GIVEN REQUEST >>
Go through the rows below and copy out each line that contains the word "blue", leaving the wording unchanged.

LISTING >>
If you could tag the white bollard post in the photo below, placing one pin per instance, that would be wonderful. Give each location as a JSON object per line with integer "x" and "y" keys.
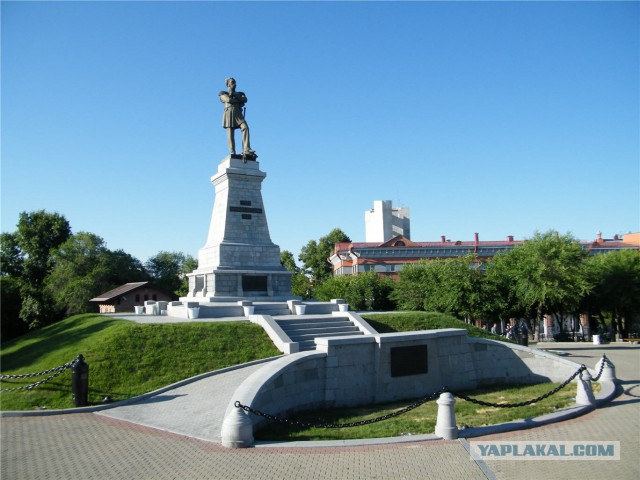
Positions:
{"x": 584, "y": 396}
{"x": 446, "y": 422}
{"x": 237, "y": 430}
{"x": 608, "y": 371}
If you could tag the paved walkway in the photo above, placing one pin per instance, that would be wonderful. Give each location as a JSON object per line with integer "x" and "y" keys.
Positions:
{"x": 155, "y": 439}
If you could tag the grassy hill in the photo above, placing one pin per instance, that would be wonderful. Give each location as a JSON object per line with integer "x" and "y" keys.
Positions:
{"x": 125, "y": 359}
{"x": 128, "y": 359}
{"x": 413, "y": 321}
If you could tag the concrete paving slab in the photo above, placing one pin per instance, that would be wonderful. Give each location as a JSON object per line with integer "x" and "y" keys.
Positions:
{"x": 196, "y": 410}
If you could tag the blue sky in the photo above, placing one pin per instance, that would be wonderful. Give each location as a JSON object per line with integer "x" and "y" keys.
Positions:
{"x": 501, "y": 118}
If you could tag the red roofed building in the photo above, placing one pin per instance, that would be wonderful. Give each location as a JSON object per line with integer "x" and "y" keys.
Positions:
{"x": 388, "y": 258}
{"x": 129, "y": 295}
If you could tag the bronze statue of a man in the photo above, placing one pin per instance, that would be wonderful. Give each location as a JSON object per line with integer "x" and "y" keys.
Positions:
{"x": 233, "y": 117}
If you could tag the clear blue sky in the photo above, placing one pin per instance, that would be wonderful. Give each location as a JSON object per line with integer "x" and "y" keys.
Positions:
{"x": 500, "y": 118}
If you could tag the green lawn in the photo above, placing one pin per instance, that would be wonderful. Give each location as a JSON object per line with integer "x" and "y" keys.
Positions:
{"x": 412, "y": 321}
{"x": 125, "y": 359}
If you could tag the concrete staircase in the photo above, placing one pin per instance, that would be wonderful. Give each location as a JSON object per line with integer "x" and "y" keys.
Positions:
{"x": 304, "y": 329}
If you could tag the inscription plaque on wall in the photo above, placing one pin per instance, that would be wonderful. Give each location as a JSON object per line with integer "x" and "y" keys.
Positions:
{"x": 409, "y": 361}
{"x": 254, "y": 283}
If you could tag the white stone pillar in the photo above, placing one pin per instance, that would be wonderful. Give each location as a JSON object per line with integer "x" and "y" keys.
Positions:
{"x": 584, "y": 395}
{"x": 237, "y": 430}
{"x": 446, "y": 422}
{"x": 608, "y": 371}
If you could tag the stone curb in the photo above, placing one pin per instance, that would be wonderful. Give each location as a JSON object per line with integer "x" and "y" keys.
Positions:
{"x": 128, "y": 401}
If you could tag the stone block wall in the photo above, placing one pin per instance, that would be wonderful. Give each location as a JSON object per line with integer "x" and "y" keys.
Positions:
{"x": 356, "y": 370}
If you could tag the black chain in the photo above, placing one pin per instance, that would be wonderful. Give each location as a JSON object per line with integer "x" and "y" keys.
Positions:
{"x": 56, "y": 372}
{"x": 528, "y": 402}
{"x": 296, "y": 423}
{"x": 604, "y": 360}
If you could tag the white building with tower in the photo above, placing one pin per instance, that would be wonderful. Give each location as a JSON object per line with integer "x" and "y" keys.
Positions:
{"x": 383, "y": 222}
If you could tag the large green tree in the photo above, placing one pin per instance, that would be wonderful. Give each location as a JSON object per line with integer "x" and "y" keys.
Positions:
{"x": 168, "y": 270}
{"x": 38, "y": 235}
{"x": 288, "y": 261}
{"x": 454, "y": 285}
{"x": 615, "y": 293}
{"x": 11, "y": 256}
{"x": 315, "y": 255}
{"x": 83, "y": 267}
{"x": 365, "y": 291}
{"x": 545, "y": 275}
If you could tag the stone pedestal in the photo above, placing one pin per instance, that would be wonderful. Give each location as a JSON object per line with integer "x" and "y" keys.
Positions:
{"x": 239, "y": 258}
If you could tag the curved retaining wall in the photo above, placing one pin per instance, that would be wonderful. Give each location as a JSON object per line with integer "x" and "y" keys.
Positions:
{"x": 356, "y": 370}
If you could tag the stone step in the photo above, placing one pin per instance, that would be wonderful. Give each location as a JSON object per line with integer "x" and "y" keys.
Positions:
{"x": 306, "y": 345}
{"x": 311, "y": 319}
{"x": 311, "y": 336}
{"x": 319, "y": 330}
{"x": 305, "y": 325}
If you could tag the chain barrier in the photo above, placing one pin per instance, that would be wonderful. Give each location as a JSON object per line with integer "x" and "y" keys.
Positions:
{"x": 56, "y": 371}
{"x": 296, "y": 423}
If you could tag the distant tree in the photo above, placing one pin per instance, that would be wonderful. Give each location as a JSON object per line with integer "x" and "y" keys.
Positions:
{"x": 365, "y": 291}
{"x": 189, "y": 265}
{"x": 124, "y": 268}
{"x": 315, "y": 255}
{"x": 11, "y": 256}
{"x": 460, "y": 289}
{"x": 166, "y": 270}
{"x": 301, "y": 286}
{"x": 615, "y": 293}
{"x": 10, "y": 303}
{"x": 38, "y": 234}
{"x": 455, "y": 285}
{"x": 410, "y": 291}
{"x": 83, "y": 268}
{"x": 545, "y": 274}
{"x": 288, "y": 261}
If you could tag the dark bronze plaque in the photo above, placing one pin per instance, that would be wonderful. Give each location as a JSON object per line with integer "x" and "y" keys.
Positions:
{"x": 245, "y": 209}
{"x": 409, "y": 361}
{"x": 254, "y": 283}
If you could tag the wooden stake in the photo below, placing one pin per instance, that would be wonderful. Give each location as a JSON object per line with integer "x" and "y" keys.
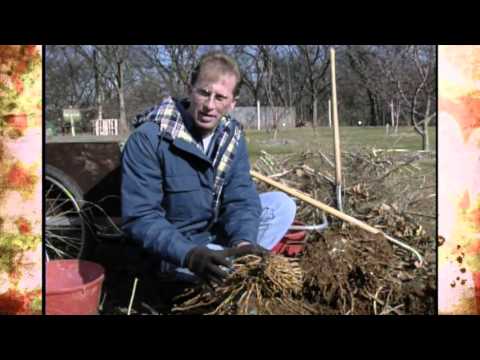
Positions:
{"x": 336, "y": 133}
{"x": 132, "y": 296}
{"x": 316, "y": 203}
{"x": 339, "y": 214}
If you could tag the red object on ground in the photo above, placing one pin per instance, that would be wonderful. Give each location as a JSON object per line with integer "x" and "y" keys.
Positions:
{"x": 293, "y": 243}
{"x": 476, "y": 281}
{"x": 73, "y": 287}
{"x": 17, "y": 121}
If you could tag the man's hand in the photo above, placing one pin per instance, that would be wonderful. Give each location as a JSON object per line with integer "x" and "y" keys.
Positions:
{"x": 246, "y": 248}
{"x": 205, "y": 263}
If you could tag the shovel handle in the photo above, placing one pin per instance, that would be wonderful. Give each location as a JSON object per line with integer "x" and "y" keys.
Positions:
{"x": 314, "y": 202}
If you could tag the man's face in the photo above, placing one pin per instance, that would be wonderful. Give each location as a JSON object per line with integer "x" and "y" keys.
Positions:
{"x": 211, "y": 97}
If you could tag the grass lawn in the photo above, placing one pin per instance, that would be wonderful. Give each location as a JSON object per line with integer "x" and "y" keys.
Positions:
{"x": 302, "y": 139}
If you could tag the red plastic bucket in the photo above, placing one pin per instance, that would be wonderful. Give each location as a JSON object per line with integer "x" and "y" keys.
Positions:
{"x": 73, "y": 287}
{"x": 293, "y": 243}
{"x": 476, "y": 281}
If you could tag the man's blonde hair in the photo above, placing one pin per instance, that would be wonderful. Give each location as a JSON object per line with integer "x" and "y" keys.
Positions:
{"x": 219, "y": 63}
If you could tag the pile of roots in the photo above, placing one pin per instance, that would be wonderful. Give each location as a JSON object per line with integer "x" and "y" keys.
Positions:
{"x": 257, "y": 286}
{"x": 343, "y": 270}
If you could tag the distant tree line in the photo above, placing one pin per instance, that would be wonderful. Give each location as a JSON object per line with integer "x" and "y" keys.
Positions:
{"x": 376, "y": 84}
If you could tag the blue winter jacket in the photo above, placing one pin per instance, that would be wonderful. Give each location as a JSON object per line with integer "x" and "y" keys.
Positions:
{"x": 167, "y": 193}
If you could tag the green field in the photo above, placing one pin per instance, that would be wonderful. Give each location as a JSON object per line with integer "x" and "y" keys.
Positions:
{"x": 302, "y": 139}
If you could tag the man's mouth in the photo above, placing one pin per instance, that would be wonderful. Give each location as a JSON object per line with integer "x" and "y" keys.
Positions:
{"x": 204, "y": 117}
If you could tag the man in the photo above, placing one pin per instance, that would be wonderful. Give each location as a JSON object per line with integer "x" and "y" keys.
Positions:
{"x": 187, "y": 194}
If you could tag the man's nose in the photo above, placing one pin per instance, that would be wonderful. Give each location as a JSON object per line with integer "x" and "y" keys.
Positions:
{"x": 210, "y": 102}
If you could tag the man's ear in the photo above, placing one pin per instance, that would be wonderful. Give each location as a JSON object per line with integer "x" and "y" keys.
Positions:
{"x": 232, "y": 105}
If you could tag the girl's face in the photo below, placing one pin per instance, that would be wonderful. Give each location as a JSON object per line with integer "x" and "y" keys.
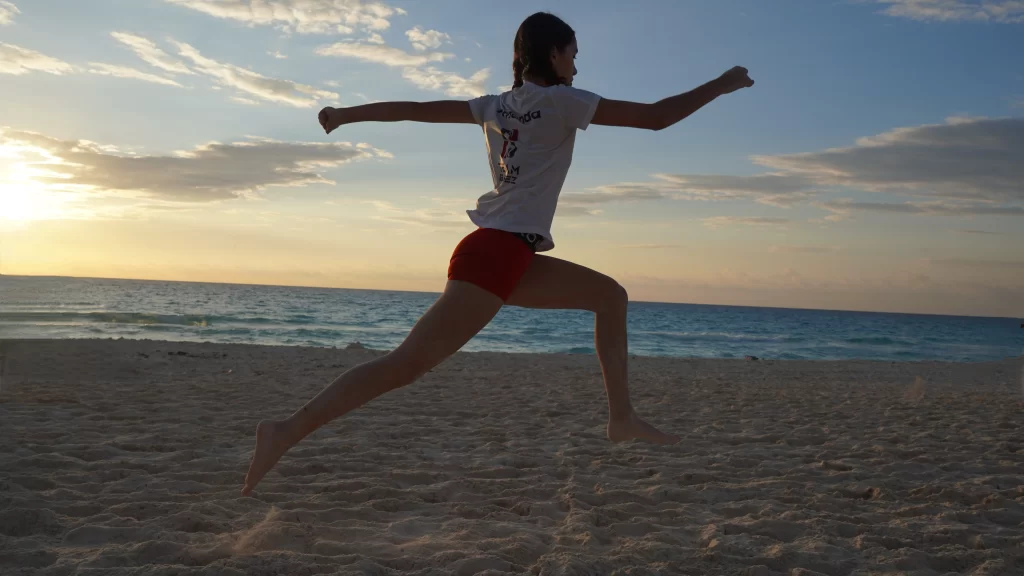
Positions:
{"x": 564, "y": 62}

...

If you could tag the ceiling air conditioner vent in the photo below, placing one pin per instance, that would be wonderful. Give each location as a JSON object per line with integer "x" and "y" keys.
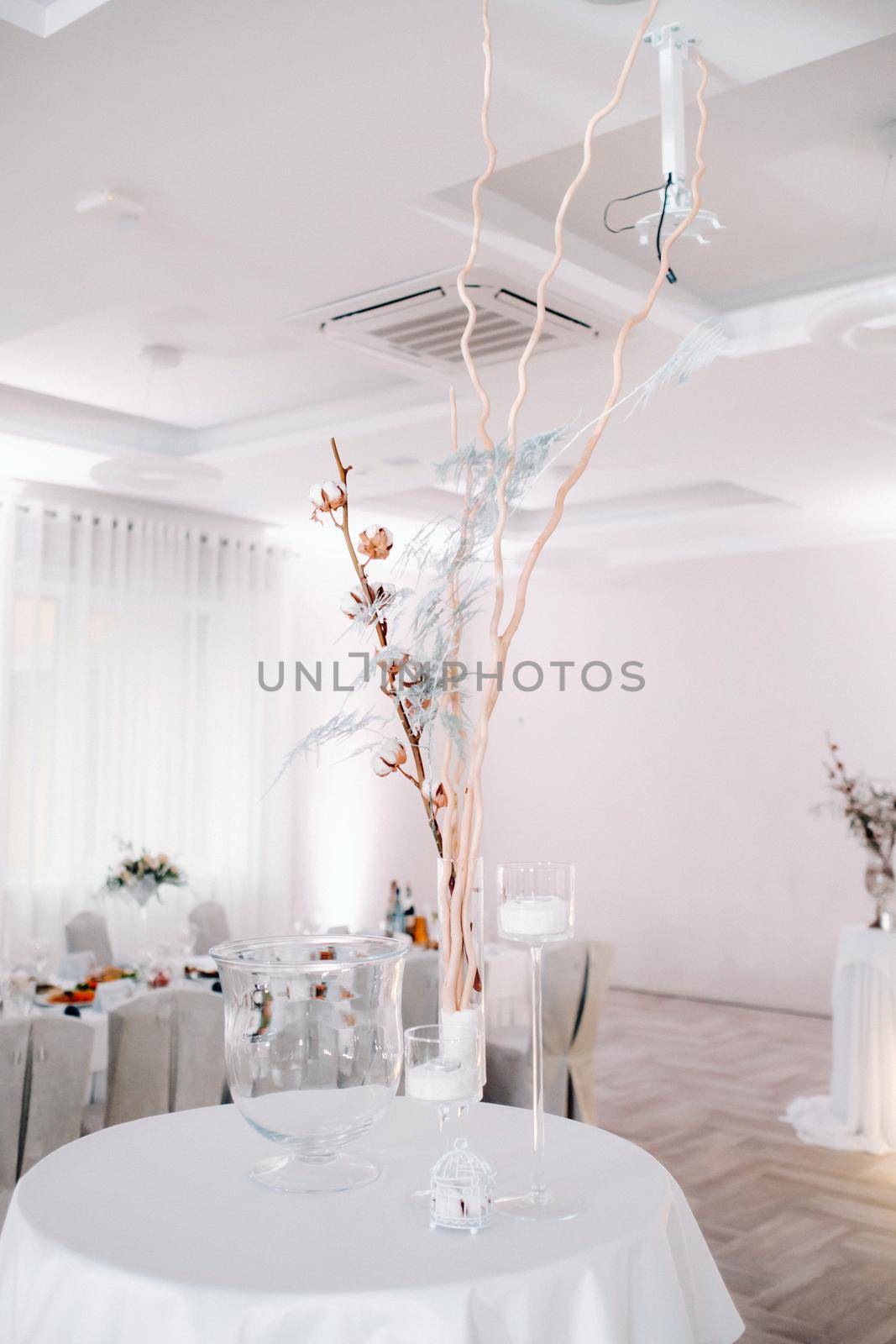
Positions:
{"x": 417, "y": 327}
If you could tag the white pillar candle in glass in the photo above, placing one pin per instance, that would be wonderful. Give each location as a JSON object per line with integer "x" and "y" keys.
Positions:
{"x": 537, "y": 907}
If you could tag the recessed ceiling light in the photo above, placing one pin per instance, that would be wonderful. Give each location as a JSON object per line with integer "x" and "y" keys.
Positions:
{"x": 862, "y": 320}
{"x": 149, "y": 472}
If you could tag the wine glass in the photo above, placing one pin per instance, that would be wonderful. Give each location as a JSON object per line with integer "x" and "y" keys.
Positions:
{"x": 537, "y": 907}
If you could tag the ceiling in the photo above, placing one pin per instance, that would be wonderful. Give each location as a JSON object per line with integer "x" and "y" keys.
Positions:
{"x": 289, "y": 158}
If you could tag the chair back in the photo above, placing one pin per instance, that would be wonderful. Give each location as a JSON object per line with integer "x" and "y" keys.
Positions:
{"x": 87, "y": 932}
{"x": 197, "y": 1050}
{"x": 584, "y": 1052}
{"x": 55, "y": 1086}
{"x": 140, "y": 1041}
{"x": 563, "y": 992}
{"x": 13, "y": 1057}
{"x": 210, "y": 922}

--

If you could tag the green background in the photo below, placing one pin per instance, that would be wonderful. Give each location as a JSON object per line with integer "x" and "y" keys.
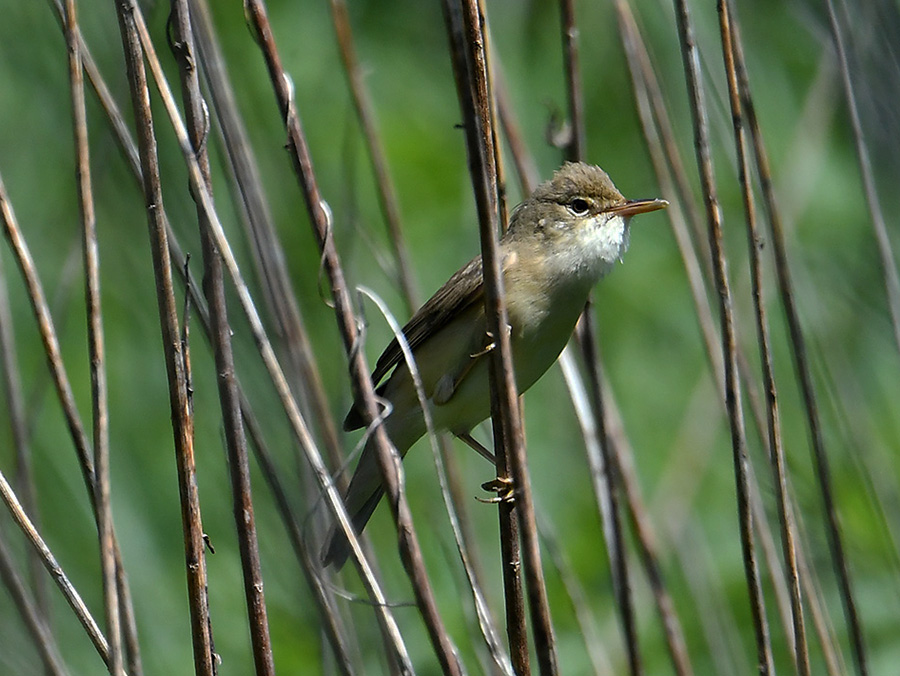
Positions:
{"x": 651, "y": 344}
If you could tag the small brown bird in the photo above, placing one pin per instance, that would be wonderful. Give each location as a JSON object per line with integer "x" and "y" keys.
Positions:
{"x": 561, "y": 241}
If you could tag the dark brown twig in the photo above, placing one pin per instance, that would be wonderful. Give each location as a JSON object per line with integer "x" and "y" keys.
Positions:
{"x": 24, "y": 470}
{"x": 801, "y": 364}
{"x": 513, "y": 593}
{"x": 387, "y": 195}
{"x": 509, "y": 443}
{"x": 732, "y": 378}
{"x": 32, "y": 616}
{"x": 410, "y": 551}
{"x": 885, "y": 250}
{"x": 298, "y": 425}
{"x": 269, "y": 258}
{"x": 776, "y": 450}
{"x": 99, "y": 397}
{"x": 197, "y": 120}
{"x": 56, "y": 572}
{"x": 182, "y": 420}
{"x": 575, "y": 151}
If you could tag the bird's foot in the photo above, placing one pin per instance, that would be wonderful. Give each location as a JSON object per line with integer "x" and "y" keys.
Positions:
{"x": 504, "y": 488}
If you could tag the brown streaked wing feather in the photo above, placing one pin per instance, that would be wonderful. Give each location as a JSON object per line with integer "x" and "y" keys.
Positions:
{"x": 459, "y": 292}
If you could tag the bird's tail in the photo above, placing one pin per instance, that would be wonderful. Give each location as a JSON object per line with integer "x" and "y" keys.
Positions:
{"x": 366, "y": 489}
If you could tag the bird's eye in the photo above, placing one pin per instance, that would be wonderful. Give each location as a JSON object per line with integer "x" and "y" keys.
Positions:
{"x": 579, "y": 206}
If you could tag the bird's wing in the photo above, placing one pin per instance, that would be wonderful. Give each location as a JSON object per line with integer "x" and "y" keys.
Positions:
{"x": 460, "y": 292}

COMPLETE RESPONSE >>
If you could tag the blue sky in the photo above, placing one pin per instance, that would be wonderful. Give each location as a JSON object per line with integer "x" and "y" keys.
If you could tag the clear blue sky in the photo above, placing one pin per instance, that would be wonderful. Give each location as a JSON object per line with integer "x" and "y" keys.
If you could tag the blue winter jacket in the photo above, placing one pin per instance, that would be wonderful. Give each location as a JSON object per line with integer "x" and "y" keys.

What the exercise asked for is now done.